Clustering as an Evaluation Protocol for Knowledge Embedding Representation of Categorised Multi-relational Data in the Clinical Domain
This addresses the issue of information loss in evaluation for clinical domain machine learning, though it appears incremental as it focuses on improving an existing protocol rather than introducing a new method.
The paper tackled the problem of evaluating knowledge embedding representations for categorized multi-relational clinical data, proposing a clustering evaluation protocol as an alternative to traditional link prediction, with experimental results showing strong correlations (Pearson and Spearman) indicating its potential to replace link prediction.

Point-per-instance localization records:
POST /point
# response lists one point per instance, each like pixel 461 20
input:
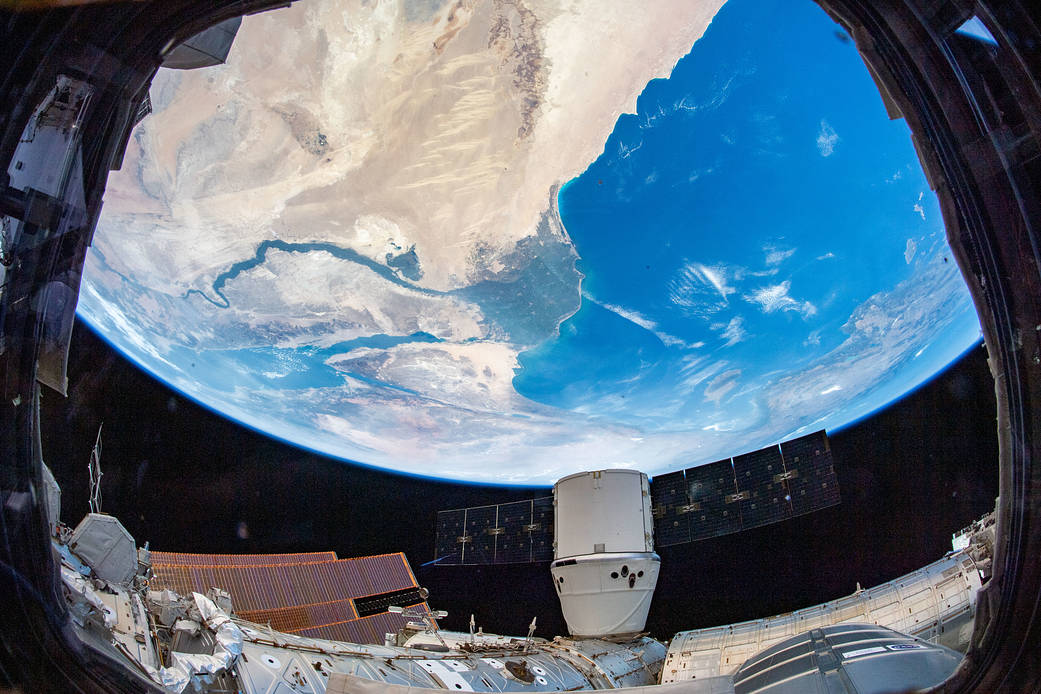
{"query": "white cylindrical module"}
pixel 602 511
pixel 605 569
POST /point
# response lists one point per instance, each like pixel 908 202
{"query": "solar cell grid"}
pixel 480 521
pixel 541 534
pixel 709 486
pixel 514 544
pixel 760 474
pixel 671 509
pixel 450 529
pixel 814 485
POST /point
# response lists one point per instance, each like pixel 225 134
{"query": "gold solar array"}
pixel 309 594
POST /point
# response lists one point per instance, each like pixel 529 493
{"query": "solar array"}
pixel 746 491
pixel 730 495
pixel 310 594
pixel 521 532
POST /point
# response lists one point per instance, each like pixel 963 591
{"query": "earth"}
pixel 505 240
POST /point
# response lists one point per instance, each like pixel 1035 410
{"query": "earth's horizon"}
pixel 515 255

--

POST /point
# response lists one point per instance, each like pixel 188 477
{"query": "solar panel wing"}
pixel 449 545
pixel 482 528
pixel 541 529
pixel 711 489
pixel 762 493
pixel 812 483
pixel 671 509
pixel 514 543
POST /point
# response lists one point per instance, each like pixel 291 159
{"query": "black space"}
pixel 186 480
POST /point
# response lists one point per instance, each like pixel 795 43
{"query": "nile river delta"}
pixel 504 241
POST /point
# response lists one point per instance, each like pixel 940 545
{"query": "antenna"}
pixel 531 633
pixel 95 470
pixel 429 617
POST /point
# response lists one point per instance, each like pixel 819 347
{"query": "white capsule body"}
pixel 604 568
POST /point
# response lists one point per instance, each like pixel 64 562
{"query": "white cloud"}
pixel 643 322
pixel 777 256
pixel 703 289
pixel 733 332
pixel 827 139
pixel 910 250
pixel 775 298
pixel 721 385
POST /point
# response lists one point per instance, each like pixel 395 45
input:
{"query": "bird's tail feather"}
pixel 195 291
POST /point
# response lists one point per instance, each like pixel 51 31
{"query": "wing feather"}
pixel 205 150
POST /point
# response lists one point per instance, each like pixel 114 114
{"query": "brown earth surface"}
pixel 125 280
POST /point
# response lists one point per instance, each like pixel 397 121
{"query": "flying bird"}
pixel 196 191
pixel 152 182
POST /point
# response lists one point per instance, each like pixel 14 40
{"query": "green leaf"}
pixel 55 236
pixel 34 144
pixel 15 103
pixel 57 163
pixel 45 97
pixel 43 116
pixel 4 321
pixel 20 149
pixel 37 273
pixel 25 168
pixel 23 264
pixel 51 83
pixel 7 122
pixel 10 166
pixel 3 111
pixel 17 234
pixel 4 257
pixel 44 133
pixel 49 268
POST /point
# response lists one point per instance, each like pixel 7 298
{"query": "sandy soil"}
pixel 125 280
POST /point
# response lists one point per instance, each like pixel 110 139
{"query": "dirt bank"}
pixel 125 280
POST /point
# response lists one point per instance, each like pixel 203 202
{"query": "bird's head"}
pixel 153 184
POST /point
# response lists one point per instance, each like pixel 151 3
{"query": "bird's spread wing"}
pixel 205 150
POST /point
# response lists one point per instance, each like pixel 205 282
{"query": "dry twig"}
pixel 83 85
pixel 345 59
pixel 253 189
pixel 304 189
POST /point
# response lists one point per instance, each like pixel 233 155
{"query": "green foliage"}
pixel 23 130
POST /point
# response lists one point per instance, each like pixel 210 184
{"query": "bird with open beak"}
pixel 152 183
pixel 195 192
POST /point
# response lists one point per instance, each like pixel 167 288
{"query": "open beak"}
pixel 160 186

==

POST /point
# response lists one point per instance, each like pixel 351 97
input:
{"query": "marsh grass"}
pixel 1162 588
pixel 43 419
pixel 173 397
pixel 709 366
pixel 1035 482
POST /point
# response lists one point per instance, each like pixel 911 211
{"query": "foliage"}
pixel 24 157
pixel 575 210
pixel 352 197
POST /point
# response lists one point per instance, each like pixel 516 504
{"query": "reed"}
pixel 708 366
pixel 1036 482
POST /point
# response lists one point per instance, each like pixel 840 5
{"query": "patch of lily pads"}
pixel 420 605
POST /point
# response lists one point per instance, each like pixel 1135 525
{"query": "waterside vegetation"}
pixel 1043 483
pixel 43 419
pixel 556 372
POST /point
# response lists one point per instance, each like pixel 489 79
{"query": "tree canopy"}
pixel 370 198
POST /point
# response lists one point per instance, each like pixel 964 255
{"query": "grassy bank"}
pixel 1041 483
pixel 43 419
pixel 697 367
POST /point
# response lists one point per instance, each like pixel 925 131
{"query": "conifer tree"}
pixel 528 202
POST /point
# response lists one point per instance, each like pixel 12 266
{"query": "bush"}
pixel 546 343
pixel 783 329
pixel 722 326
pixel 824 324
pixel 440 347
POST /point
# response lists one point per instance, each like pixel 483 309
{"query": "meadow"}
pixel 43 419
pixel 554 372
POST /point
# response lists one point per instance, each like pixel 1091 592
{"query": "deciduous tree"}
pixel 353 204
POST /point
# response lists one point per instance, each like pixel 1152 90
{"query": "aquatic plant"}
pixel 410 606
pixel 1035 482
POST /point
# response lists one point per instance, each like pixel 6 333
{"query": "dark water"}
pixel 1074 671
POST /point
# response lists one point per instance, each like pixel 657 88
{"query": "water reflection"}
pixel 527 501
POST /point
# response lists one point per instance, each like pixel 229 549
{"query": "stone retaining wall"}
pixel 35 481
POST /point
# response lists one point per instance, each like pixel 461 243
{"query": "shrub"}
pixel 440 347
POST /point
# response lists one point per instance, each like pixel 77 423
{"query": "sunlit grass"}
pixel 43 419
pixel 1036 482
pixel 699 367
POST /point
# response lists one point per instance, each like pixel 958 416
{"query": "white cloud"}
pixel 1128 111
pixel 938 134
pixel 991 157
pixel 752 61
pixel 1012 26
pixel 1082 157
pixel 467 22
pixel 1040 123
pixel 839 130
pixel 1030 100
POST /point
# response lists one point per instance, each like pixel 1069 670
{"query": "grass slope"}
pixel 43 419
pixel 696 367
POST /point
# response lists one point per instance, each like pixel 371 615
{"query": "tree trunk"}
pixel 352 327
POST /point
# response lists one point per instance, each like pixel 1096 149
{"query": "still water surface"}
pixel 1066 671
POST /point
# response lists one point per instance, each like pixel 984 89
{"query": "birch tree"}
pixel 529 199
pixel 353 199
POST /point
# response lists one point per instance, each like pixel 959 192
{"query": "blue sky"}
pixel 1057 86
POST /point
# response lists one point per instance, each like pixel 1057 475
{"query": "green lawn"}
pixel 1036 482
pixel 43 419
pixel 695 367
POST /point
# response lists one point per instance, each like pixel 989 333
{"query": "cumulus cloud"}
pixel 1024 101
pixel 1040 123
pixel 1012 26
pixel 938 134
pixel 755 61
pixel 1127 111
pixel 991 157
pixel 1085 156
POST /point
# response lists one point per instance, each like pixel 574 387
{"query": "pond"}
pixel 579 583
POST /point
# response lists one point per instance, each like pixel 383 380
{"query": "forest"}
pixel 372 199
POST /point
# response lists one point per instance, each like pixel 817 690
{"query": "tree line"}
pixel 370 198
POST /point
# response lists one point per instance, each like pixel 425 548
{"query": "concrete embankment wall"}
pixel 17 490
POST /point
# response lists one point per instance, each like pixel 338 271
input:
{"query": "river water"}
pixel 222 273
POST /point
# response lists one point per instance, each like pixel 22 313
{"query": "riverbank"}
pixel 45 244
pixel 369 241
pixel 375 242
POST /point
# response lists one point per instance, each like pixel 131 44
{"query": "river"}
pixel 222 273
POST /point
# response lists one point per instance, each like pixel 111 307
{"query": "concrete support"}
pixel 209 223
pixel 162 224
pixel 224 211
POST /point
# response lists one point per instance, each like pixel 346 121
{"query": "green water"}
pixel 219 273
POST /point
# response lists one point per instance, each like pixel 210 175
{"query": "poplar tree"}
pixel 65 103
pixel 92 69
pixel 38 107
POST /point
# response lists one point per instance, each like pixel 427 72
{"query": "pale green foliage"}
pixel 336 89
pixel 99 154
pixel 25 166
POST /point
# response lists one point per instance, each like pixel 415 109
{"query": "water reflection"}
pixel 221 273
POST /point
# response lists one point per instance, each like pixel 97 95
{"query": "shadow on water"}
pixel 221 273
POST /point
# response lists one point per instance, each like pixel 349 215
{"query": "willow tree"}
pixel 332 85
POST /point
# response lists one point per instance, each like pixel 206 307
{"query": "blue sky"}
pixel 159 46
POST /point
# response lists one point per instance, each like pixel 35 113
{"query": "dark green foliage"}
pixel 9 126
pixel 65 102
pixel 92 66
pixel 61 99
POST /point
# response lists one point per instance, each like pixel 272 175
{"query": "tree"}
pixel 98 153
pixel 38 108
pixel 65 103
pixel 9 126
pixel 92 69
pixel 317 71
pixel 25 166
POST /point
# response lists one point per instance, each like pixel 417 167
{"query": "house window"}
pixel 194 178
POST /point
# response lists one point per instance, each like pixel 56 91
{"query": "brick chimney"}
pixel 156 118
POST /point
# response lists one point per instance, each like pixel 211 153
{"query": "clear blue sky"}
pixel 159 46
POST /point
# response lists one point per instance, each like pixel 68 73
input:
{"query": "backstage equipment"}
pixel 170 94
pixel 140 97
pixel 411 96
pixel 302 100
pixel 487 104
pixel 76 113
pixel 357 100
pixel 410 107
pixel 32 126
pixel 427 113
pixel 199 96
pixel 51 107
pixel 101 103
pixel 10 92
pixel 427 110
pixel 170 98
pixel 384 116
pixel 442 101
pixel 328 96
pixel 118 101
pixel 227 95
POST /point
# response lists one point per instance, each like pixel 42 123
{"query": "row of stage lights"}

▶ **Activities**
(1) Decide whether each statement below agrees with the passage on clustering as an evaluation protocol. Answer yes or no for each, and quote the deciding words of the passage. (a) The paper proposes a clustering evaluation protocol as an alternative to link prediction. (b) The paper introduces a new method rather than improving an existing protocol. (c) The experimental results showed weak correlations.
(2) Extend the passage on clustering as an evaluation protocol, picking up after its final sentence.

▶ **Responses to the tasks**
(1)
(a) Yes: "proposing a clustering evaluation protocol as an alternative to traditional link prediction"
(b) No: "it focuses on improving an existing protocol rather than introducing a new method"
(c) No: "experimental results showing strong correlations (Pearson and Spearman)"

(2)
Learning knowledge representation is an increasingly important technology applicable in many domain-specific machine learning problems. We discuss the effectiveness of traditional Link Prediction or Knowledge Graph Completion evaluation protocol when embedding knowledge representation for categorised multi-relational data in the clinical domain. Link prediction uses to split the data into training and evaluation subsets, leading to loss of information along training and harming the knowledge representation model accuracy. We propose a Clustering Evaluation Protocol as a replacement alternative to the traditionally used evaluation tasks. We used embedding models trained by a knowledge embedding approach which has been evaluated with clinical datasets. Experimental results with Pearson and Spearman correlations show strong evidence that the novel proposed evaluation protocol is pottentially able to replace link prediction.